Could you edit the material below so that every "one pin" becomes "a single marker", with everything else left as it is?

Entries drawn from a collection
● ● ● ●

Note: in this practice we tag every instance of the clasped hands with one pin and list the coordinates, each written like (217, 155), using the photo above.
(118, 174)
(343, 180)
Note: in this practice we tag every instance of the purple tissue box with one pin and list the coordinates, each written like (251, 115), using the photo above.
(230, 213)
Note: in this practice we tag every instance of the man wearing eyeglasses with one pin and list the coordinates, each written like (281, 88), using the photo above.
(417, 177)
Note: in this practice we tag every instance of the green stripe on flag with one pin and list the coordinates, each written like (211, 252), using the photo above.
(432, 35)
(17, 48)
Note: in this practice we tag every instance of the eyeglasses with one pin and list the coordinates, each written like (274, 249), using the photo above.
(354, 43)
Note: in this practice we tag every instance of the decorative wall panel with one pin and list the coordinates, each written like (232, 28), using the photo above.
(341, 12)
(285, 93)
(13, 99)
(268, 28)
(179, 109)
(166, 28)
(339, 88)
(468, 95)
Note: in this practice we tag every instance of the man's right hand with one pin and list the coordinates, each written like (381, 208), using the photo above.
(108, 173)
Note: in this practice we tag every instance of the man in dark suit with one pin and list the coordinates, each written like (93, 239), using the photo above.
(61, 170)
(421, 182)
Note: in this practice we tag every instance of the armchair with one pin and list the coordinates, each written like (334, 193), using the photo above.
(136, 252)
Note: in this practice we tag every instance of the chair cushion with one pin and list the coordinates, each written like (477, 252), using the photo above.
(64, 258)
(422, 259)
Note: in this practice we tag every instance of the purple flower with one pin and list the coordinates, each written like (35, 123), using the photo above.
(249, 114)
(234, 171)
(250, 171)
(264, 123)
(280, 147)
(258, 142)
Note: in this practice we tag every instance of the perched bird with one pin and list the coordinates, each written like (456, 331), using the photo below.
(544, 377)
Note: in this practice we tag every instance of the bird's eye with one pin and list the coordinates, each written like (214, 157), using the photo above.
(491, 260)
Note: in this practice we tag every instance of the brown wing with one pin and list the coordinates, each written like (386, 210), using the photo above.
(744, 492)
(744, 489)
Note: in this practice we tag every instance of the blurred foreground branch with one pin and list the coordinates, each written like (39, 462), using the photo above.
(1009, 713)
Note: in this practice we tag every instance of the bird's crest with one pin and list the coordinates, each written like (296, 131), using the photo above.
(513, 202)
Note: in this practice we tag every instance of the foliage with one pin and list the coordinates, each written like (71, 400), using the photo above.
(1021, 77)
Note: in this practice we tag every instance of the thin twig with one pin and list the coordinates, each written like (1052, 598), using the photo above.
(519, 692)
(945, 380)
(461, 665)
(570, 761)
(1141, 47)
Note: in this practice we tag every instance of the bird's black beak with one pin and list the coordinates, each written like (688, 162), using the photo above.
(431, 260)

● ● ● ●

» **Answer**
Note: in this practice we tag every instance of the clasped hands with a single marker and list the coordinates, each written like (217, 155), using the photo above.
(118, 174)
(343, 180)
Note: in this practice we tag every instance of the purple tissue box with a single marker and list the coordinates, each written like (251, 115), using the photo above.
(230, 213)
Note: in this practice we tag every instance of the man wearing eyeglasses with a single marker and list the coordinates, each written like (281, 88), using the photo above.
(417, 177)
Note: in this practice we tag every instance of the green stripe on flag with a single marker and list the coordinates, each written like (211, 252), using the photo above.
(432, 35)
(17, 48)
Note: in this practice we tag every instance of the eyeglasses with a single marker and list the coordinates, each written like (274, 249), using the photo above.
(354, 43)
Note: in this practice we tag every instance of the decorative wall panel with a single marker and list the coordinates, each written like (232, 28), using the photo above.
(341, 12)
(285, 93)
(13, 99)
(268, 28)
(179, 109)
(166, 28)
(339, 88)
(468, 95)
Note: in this practice we tag every instance of the man's right hand with a single marker and list the coordinates, each written like (381, 208), using the photo above.
(108, 173)
Note: in this practice we tag every instance of the man in dark suit with a single marker and list the coordinates, each written like (93, 239), using the photo above.
(61, 170)
(421, 182)
Note: in this practice we tag every instance of the armchair with a single marker and list the coordinates, each written like (334, 193), using the photo above.
(136, 252)
Note: in this practice we tag every instance of the chair cushion with a single marker and list the coordinates, each written like (477, 252), using the photo above.
(64, 258)
(422, 259)
Note: in this practice we tag every instance of the purple flower with a single marker and list the coordinates, each written like (35, 123), using the photo above.
(249, 114)
(234, 171)
(250, 171)
(264, 123)
(280, 147)
(258, 142)
Note: in this practice we tag every instance of the perched bird with a single marker and list the coordinates, each written like (456, 331), using the photo below.
(544, 377)
Note: in this practice we tag every instance of the bird's eye with a single marker and list the coordinates, each written like (214, 157), using the photo above.
(491, 260)
Note: in this practice we tag every instance of the brown wing with a single marker and list the coordinates, each written like (386, 210), using the photo above.
(744, 492)
(744, 489)
Note: in this practice we tag every instance of the blurred foreground branch with a single marker and list the coordinates, each written like (39, 462), using the photo above.
(1009, 713)
Note: in this practice we tag every instance of the bird's crest with a single marker and list the coordinates, each written like (296, 131), using the photo above.
(513, 202)
Note: in this practice we tag every instance of the foliage with a single marker and list the coordinates, each written like (71, 400), using the photo above.
(1021, 77)
Note: in this practice we tag every instance of the thin twig with a single marker and list the coordinates, each written like (1052, 598), using the photo above.
(519, 692)
(945, 380)
(461, 665)
(570, 761)
(1141, 47)
Note: in this practice we tag every instance of the bird's black beak with a single marker and list the coordinates, each written like (688, 162), using the photo above.
(431, 260)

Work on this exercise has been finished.